(Required work) Write out the article on diversity in OB-GYN clinical trials from "The absence of" to "included white participants.", switching "gold standard" to "benchmark".

(Exercise text)

Clinical trials inform clinical care, and absence of racial and ethnic inclusivity from research studies harms health of population
All non-white racial and ethnic groups are underrepresented in OB-GYN clinical trials, reports a new Northwestern Medicine study published in JAMA Surgery.
Since clinical trials and scientific publications inform clinical care, failing to report the race and ethnicity of study participants and conducting homogenous, non-representative research has a negative impact on OB-GYN care, said corresponding author Jecca Steinberg, MD.
“We know that race and ethnicity reporting and representation in research are critical parts of health equity, public health and social justice,” said Steinberg, a third-year medical resident in obstetrics and gynecology at McGaw Medical Center of Northwestern University. “This is one of the first papers to comprehensively look at OB-GYN clinical trials, and the findings offer a critique on how the field can improve as a whole, as well as within subspecialties.”
The examined racial and ethnic representation in all U.S. OB-GYN clinical trials and subsequent research publications between 2007 and 2020.
The absence of diverse representation in clinical trials can be harmful on several levels, Steinberg said. For example, a recent study from Northwestern OB-GYN alumnus Kemi Doll, MD, found the gold standard for endometrial cancer screening was based on research and trials that predominantly included white participants.
“Dr. Doll’s research demonstrated the tools we as clinicians in the OB-GYN field have to diagnose and evaluate endometrial cancer were biased and led to unacceptably low sensitivity in the Black female population,” Steinberg said. “The lack of research participant diversity has had direct negative consequences.”
More about the study
Of the 1,300 U.S. OB-GYN clinical trials with results on ClinicalTrials.gov and 1,147 clinical trial publications between 2007-2020, only 51 percent of trials and 75 percent of publications reported race and ethnicity data. Underrepresentation varied by race and ethnicity, funder and subspecialty, the study found. Obstetric and family planning trials had the most diversity of the subspecialties while gynecologic-oncology had the worst representation of Black and Latinx participants.

(Given information)
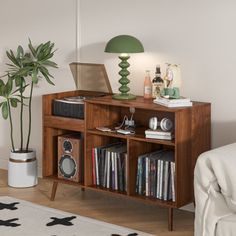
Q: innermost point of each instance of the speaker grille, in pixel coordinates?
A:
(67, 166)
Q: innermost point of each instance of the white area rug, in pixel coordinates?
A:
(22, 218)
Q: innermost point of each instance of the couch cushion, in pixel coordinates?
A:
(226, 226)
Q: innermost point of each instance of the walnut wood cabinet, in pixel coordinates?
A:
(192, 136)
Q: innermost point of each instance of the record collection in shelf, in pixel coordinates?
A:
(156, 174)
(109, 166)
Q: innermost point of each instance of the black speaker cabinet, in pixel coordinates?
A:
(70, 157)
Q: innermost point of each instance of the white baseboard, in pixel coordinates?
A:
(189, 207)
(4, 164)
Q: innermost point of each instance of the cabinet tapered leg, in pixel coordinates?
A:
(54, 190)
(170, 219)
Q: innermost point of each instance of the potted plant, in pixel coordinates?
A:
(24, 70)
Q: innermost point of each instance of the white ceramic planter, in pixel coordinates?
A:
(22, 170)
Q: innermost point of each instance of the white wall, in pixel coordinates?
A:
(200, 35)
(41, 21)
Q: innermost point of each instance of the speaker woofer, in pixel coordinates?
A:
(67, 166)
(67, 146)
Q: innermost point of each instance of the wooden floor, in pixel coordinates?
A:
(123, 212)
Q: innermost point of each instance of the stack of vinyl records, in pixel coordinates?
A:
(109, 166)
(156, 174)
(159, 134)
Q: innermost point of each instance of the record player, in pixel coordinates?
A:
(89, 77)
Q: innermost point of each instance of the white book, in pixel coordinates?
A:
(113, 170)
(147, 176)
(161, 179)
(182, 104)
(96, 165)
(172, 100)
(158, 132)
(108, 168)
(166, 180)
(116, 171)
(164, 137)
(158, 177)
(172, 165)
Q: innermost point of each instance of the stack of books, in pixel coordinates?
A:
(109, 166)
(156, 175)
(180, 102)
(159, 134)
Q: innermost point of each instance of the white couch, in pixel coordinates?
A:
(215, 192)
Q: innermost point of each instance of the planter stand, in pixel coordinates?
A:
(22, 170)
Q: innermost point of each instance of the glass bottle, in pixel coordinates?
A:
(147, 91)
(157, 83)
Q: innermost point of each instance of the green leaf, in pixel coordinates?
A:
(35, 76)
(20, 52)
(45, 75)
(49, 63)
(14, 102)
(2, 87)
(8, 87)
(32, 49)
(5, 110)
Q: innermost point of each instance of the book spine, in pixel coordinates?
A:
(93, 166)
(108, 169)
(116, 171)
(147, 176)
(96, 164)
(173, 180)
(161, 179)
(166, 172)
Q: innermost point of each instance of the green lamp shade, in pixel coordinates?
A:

---

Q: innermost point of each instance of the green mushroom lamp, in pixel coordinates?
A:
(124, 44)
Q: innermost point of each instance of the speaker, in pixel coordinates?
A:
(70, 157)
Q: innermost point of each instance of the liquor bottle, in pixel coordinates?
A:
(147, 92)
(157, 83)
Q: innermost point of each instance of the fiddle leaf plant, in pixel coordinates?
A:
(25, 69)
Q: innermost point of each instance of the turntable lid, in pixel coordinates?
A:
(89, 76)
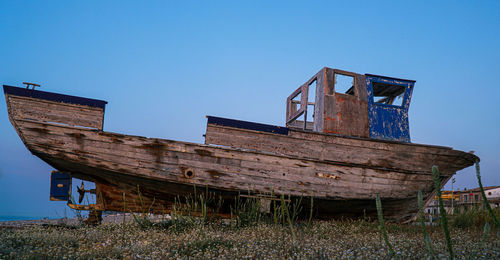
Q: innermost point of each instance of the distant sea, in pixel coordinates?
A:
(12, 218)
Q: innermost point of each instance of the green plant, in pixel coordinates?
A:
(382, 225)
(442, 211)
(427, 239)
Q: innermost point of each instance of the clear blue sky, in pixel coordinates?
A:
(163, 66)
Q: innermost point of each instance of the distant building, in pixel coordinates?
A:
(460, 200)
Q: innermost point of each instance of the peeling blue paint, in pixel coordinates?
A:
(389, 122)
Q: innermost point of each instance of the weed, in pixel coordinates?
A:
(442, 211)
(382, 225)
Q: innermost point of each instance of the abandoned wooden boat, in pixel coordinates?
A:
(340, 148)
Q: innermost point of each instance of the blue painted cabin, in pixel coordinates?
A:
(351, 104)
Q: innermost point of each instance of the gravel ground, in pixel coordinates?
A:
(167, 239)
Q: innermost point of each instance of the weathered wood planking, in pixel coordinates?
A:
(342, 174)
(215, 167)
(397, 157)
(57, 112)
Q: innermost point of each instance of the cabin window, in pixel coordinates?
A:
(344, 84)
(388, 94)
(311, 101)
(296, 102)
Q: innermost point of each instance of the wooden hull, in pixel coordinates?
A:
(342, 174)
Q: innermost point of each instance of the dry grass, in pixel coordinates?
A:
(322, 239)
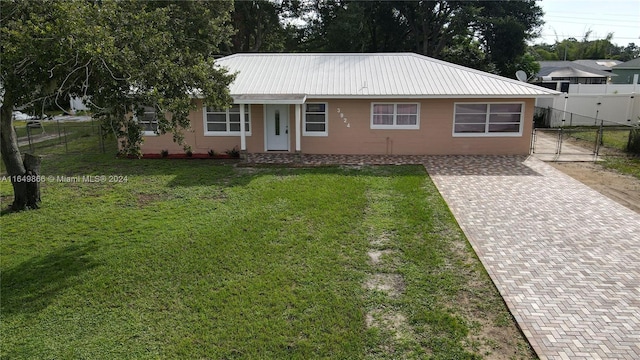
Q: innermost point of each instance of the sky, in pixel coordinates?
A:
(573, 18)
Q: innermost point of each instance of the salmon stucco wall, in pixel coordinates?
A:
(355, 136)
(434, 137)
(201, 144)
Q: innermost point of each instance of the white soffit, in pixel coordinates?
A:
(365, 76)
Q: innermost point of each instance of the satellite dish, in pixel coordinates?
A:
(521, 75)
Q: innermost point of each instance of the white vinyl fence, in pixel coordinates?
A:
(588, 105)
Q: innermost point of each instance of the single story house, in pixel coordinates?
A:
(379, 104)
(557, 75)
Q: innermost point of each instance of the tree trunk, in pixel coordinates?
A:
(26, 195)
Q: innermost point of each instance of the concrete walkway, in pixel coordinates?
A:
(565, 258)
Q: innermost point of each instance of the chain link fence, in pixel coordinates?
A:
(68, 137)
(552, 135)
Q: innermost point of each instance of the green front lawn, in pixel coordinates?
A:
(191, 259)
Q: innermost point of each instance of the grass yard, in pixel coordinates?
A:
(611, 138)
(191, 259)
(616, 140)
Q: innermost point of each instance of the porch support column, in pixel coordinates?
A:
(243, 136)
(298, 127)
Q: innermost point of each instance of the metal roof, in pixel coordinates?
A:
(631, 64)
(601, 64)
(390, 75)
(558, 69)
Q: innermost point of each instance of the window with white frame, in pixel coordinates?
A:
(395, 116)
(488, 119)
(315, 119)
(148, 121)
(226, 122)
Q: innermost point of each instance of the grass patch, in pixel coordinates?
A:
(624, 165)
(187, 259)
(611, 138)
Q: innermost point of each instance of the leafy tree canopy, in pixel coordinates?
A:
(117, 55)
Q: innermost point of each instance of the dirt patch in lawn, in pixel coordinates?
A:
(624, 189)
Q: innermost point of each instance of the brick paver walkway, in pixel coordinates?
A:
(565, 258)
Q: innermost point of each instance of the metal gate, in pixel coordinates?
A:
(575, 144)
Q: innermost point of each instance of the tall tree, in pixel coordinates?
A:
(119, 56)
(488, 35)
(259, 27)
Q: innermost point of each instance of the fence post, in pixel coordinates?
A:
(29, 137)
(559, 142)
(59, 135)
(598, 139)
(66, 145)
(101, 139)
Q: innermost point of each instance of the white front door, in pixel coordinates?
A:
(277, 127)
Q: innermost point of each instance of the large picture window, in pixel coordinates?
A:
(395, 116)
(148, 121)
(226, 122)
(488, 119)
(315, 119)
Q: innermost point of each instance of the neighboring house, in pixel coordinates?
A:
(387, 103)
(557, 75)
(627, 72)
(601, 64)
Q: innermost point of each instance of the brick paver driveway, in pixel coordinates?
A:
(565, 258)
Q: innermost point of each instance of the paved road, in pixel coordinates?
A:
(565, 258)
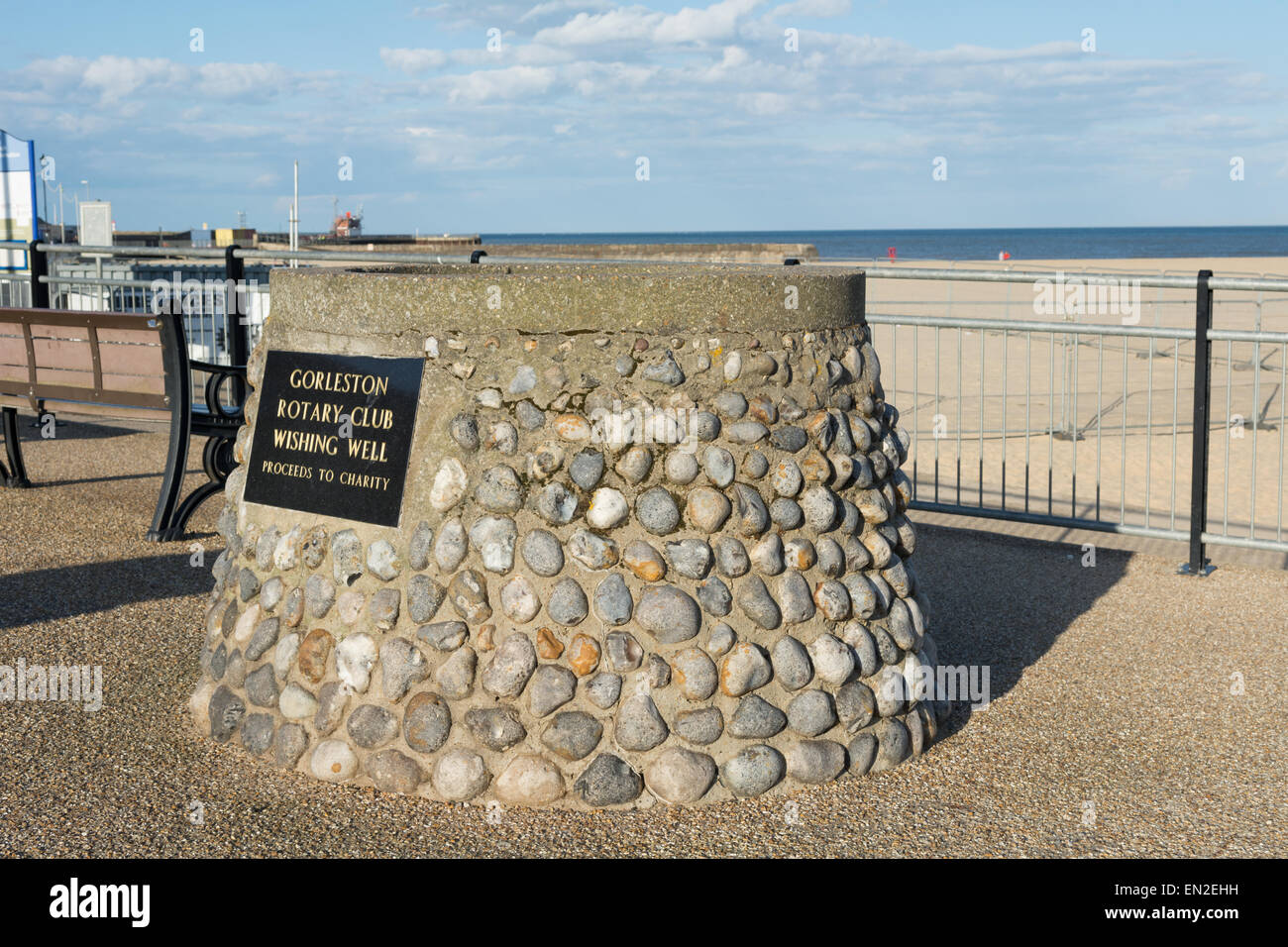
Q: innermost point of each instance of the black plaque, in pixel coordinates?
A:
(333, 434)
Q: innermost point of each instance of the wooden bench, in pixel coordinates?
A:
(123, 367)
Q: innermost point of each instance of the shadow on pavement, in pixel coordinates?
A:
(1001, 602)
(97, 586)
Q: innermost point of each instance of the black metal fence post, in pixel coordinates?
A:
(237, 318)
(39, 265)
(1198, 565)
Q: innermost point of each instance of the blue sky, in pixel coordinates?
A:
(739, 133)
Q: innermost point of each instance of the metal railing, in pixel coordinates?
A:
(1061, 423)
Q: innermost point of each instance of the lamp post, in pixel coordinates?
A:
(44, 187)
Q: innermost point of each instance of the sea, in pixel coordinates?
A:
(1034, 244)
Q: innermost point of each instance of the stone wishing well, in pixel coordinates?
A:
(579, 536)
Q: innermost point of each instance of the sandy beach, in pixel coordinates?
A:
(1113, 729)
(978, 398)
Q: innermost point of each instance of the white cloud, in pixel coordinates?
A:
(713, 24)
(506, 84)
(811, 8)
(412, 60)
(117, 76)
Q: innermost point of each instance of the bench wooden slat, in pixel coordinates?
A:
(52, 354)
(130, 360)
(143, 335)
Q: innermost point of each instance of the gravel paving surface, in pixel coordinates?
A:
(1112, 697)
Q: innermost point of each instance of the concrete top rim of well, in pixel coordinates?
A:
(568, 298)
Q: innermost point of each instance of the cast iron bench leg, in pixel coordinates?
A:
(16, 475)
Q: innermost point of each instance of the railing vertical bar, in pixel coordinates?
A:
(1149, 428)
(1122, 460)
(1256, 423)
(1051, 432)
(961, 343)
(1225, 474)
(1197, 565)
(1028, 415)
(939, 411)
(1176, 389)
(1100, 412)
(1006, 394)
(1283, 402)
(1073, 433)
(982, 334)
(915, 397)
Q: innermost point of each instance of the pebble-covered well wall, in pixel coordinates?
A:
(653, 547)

(The answer)
The absence of diverse representation in clinical trials can be harmful on several levels, Steinberg said. For example, a recent study from Northwestern OB-GYN alumnus Kemi Doll, MD, found the benchmark for endometrial cancer screening was based on research and trials that predominantly included white participants.